Б. И. Зингерман был прав в одном: «павильон» отменила Октябрьская революция. Эстетический императив первых послеоктябрьских лет отказывал бытовому театру в праве на существование. Разумеется, никто не уничтожал бытовые павильоны дореволюционных {117} спектаклей, продолжавших идти на сцене после Октября. Появлялись и новые пьесы бытовой стилистики, предполагавшие для своей сценической реализации замкнутый павильон, — но не они определяли жизнь послереволюционного театра. «Рамки психологического и бытового театра, — писал П. А. Марков, — не выдерживали натиска событий — ни психологические изыскания, ни бытовые картинки ушедшей жизни не интересовали зрителя»[cdxxxiii]. Раньше и острее других это почувствовали художники, давно уже готовые вырваться из эмпирического быта в революционное бытие. Конечно, не сразу и не каждый театральный художник осознал, что он «оформляет не только сцену, но и сознание массового зрителя»[cdxxxiv]. Творческая ответственность художника в советском театре неизмеримо возросла, а его функция сблизилась с режиссерско-постановочной работой.

**Задание 1**
Кто, согласно тексту о театре, раньше и острее других почувствовал натиск событий?
Текст о театре и записи взяты из разных источников.

**Исходные записи**
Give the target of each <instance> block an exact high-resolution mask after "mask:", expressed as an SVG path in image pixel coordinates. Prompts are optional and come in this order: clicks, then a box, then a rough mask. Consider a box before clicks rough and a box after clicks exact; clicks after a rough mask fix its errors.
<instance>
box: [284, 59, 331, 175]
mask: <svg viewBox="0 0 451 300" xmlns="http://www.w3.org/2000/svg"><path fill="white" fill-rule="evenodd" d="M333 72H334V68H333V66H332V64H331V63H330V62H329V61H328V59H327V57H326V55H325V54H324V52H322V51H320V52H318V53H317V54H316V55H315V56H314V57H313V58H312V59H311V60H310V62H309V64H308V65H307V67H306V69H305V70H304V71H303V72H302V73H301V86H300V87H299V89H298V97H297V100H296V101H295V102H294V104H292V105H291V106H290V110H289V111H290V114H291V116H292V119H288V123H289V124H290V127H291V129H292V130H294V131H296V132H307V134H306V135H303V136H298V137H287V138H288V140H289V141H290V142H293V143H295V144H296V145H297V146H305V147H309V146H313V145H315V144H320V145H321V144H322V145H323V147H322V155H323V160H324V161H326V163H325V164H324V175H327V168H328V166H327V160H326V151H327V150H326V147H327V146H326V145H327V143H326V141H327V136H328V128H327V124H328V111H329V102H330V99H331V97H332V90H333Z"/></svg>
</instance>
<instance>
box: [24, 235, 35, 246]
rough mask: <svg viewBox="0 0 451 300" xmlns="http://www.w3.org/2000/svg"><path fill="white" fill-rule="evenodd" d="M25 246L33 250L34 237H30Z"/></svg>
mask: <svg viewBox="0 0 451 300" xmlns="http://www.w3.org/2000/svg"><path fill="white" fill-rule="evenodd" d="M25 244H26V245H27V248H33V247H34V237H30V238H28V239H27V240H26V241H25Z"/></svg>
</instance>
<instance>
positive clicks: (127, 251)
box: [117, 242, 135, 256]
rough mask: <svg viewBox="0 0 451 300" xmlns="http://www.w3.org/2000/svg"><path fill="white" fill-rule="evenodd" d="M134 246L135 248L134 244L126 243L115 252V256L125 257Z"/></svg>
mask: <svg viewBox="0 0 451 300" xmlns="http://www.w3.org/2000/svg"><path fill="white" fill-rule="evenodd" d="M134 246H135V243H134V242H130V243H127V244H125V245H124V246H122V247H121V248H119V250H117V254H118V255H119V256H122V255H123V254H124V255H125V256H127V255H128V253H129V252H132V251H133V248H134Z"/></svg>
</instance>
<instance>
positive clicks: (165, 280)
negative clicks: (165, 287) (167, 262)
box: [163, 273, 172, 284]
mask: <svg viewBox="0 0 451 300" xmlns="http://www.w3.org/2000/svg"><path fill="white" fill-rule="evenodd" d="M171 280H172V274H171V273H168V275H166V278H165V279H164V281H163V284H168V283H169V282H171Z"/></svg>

* * *

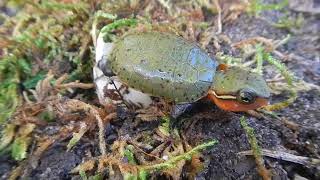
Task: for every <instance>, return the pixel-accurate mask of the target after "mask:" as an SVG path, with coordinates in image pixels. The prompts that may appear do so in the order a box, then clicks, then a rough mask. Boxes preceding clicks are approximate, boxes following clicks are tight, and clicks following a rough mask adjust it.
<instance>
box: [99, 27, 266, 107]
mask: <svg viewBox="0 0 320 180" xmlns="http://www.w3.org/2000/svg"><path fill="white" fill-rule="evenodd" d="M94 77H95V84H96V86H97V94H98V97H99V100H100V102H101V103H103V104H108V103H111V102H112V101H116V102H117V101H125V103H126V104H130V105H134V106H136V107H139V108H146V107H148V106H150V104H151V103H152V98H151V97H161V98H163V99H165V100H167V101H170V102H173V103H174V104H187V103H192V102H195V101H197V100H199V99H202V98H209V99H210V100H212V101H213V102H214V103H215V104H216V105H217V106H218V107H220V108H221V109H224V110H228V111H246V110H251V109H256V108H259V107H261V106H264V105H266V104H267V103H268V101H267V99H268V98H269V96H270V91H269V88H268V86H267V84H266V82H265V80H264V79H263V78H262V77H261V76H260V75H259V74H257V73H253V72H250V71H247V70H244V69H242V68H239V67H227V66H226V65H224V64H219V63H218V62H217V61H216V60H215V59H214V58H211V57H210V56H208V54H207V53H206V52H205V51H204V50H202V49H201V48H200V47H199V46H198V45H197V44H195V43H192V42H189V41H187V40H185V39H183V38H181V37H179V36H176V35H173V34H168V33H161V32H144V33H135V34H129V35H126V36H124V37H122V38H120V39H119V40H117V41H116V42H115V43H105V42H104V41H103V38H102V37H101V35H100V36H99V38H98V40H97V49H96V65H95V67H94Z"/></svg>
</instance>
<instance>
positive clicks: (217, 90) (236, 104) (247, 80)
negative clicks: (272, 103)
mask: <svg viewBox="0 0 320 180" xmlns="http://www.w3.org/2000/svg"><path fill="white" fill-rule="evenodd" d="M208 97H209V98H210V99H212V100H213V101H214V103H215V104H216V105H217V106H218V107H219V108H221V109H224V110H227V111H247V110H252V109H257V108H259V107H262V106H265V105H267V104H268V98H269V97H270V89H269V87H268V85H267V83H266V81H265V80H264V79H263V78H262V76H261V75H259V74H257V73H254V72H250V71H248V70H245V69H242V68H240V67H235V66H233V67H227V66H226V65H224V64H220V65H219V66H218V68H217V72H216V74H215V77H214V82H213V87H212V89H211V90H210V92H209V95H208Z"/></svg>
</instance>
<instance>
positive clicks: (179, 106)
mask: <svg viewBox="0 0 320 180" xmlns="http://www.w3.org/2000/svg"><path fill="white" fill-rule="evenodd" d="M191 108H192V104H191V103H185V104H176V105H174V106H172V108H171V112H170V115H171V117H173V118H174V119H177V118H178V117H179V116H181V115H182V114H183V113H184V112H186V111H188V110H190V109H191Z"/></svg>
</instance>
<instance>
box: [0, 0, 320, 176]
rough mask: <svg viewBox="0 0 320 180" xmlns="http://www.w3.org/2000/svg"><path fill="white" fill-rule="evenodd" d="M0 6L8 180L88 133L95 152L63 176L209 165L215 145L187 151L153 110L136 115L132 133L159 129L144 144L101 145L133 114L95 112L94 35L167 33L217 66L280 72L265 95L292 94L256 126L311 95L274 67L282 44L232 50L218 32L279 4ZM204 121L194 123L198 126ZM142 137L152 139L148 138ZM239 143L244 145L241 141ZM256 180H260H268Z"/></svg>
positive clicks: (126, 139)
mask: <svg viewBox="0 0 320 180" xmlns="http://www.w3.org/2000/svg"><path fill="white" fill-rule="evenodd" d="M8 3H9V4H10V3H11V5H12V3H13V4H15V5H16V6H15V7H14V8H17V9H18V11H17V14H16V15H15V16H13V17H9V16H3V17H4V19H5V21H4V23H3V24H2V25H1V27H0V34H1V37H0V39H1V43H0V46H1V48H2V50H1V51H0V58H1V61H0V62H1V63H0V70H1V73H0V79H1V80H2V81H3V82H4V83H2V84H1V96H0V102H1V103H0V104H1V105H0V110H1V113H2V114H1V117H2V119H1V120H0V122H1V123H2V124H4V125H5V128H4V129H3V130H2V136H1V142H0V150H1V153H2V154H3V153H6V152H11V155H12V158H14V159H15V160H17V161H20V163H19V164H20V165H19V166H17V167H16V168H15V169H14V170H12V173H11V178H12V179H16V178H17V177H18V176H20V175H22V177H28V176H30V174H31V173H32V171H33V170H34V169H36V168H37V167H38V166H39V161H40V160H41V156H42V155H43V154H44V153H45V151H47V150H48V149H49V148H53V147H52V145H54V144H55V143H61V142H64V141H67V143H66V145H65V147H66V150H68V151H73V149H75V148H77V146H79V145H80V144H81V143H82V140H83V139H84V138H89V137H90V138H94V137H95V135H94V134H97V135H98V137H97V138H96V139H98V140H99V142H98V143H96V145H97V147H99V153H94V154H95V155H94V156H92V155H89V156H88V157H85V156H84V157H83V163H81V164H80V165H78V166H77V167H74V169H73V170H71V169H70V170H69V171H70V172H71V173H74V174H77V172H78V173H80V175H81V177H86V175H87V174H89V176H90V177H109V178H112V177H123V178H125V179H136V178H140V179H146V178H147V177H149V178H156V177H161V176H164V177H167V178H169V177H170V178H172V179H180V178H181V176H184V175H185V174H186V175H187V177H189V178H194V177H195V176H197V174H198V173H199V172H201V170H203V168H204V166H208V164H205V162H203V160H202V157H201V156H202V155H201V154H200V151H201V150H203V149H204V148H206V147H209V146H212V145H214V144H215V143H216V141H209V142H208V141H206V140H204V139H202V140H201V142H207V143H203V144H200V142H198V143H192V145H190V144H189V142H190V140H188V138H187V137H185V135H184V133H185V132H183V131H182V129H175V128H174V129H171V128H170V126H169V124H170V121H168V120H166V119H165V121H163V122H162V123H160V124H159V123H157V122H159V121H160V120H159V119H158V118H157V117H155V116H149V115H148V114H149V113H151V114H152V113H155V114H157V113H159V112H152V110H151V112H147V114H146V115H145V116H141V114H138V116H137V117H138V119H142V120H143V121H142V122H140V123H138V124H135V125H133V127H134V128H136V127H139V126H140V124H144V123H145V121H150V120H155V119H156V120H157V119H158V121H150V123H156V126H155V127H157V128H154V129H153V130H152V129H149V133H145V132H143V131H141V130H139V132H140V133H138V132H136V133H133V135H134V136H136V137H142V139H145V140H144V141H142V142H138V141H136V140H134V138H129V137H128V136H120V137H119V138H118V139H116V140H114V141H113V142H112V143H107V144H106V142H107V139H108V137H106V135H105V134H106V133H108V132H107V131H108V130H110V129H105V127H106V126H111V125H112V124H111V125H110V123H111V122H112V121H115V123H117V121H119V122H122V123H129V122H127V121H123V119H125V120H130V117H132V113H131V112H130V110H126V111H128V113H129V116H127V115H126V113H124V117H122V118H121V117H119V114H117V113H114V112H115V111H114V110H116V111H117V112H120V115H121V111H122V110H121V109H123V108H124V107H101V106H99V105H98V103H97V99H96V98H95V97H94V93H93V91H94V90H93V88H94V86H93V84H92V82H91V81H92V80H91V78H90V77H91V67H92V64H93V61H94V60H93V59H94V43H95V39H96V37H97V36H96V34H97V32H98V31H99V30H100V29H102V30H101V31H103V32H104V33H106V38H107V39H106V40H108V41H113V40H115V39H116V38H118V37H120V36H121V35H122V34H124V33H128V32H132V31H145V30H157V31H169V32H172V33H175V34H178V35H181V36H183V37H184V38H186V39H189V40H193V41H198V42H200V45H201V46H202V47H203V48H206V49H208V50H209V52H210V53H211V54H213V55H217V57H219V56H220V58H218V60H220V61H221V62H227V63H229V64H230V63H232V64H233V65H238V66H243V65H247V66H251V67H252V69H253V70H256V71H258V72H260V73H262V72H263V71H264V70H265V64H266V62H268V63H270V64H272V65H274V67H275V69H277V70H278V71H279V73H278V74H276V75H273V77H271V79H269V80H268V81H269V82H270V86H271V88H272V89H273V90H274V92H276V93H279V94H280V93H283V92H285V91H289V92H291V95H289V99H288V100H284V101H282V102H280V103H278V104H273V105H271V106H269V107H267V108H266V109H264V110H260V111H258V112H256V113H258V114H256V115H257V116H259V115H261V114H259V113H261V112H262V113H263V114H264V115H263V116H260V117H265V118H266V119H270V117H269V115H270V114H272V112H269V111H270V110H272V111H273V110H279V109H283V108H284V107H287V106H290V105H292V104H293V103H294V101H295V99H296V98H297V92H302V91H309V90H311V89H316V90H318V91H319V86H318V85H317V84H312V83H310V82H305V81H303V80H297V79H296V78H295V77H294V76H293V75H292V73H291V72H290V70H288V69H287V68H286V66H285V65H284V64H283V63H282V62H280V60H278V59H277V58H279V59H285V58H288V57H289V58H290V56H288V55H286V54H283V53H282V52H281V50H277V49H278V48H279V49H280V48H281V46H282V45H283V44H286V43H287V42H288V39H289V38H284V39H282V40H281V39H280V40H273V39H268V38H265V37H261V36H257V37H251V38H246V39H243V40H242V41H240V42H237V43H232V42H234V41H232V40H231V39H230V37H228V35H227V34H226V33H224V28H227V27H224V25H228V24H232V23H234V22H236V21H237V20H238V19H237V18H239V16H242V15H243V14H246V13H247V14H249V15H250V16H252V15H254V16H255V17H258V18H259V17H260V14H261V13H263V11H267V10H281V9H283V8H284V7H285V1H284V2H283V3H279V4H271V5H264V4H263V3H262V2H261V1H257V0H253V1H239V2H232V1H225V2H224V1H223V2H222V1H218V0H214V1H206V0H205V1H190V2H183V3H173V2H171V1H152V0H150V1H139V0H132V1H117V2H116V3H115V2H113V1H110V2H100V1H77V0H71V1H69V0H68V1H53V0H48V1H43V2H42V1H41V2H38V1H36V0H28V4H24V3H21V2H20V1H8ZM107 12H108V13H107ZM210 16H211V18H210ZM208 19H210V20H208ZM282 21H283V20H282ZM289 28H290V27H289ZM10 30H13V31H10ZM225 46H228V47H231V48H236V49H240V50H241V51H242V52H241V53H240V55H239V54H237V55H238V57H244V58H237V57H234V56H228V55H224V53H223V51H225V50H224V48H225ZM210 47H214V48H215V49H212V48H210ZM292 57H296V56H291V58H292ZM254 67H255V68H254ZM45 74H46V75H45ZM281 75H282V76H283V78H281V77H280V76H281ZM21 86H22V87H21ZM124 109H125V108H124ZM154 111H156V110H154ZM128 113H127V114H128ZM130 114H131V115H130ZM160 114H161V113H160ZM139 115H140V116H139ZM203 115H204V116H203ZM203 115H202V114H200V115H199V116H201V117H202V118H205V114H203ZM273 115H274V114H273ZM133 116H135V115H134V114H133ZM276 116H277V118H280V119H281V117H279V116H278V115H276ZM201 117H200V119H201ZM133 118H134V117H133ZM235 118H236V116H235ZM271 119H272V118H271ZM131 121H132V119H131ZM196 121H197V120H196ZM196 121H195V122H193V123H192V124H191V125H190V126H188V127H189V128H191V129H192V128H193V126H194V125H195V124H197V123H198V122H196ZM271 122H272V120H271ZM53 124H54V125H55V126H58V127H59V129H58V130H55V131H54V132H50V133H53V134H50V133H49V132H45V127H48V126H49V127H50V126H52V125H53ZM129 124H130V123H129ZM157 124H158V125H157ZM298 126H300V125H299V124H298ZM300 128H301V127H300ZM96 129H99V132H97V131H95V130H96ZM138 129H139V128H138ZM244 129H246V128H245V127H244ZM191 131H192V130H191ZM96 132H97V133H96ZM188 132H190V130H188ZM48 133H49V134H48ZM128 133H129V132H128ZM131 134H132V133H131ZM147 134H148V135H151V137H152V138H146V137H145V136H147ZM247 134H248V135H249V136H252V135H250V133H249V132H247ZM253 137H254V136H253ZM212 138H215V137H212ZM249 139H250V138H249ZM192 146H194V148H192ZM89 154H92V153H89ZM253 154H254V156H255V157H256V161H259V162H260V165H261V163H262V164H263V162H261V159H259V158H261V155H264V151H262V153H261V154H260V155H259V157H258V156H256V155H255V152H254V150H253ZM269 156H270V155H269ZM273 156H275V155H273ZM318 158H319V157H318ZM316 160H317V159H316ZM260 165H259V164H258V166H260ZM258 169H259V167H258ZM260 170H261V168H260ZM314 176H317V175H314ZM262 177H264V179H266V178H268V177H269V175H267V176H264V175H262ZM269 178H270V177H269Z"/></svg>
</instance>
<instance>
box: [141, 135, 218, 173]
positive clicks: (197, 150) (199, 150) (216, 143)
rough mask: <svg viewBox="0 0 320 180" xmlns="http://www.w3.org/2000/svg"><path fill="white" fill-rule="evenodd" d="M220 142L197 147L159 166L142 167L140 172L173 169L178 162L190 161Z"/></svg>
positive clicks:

**Задание 2**
Перепишите из записей без изменений строки от строки с «Give the target» до строки с «box: [284, 59, 331, 175]» включительно.

**Ответ 1**
Художники, давно уже готовые вырваться из эмпирического быта в революционное бытие.

**Ответ 2**
Give the target of each <instance> block an exact high-resolution mask after "mask:", expressed as an SVG path in image pixel coordinates. Prompts are optional and come in this order: clicks, then a box, then a rough mask. Consider a box before clicks rough and a box after clicks exact; clicks after a rough mask fix its errors.
<instance>
box: [284, 59, 331, 175]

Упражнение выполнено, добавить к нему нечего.